* _Your goal_
Below is a set of entries. Reproduce exactly the lines from the one containing "Point out the green seedling, providing" through the end, both included.

Items from a data source

::::::::::

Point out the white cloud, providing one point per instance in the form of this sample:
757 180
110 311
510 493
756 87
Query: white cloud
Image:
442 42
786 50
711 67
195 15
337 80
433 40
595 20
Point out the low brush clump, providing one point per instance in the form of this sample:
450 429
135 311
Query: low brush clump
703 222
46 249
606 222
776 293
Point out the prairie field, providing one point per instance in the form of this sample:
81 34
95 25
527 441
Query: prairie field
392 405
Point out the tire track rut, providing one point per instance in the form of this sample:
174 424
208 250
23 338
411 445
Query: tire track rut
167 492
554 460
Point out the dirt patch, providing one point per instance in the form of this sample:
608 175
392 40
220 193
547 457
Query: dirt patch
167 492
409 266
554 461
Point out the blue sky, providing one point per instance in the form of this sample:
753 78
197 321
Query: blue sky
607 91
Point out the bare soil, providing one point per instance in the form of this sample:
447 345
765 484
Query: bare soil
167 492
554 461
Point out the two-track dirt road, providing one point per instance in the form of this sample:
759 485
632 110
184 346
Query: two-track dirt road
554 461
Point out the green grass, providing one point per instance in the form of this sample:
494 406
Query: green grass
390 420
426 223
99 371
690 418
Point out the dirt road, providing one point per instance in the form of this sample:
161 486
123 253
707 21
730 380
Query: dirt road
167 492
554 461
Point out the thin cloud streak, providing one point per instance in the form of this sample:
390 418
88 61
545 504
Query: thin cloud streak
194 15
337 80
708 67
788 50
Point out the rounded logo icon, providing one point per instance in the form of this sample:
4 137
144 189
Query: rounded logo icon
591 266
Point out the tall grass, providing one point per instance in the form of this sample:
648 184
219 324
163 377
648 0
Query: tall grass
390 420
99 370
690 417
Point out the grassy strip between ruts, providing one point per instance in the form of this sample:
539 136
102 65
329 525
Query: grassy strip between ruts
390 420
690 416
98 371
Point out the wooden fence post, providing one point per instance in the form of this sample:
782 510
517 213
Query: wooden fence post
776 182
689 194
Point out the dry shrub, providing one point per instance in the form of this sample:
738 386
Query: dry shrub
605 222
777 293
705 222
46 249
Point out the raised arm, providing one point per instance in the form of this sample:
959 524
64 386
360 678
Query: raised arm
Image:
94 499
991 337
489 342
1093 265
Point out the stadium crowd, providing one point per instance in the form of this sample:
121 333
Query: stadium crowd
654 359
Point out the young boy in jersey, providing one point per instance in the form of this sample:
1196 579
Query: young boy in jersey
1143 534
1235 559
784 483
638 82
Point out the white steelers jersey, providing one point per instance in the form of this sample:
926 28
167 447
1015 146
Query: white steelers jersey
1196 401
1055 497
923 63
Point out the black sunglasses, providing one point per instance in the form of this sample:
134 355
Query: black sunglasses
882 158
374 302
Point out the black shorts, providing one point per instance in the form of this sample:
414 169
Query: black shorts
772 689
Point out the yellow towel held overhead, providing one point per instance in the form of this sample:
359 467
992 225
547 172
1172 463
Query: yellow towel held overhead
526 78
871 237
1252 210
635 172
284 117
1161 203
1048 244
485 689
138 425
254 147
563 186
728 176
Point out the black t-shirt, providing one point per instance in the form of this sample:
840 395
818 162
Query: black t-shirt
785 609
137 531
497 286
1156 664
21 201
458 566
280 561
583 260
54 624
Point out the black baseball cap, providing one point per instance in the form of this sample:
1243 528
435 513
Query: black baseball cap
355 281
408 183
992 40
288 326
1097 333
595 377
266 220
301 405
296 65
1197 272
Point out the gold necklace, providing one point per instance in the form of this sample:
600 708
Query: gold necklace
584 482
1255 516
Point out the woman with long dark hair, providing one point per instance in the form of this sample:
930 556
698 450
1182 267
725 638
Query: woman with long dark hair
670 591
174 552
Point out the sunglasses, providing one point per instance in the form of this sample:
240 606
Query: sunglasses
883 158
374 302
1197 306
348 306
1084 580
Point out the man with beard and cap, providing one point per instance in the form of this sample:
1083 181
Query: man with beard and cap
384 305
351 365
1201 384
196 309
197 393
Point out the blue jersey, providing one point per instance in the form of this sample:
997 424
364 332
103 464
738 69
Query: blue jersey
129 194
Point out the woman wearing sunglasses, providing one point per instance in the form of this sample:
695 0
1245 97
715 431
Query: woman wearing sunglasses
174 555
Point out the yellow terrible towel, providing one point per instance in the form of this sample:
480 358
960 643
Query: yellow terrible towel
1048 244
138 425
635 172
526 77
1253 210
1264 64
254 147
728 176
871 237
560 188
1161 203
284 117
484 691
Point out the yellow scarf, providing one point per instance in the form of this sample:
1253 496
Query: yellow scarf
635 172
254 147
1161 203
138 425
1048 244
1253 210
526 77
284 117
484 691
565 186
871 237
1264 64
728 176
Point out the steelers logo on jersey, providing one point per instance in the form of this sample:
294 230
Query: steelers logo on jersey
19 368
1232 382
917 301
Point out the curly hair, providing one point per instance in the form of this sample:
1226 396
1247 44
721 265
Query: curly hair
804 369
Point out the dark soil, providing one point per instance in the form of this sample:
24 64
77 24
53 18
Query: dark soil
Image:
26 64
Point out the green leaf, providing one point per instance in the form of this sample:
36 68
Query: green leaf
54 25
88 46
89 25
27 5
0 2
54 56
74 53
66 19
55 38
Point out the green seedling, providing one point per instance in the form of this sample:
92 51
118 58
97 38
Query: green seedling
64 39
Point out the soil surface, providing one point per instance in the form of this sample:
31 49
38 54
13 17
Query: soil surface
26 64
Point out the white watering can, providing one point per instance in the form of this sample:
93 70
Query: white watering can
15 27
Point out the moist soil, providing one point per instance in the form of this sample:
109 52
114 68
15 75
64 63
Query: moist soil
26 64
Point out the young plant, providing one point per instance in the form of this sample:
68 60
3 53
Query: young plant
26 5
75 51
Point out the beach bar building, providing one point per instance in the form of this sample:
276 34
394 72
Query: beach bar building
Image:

::::::::::

* _Full output_
Point out the green seedling, providing one point per instance in the form of this sample:
92 51
118 58
97 38
Query: green seedling
64 39
Point out the soil surface, providing one point per instance in the form of this sample:
31 49
38 54
13 17
Query: soil surface
26 64
Point out the white watering can, providing one point per instance in the form of this sample:
93 70
Query: white watering can
15 27
Point out the moist soil, providing one point per instance in the form of this sample:
109 52
114 68
15 75
64 63
Query: moist soil
26 64
Point out the young plant, providing one point per instance in the form of this sample:
68 60
3 53
Query: young plant
26 5
75 51
Point out the beach bar building, providing one point per instance in the form of this sample:
276 34
394 72
Query: beach bar building
Image:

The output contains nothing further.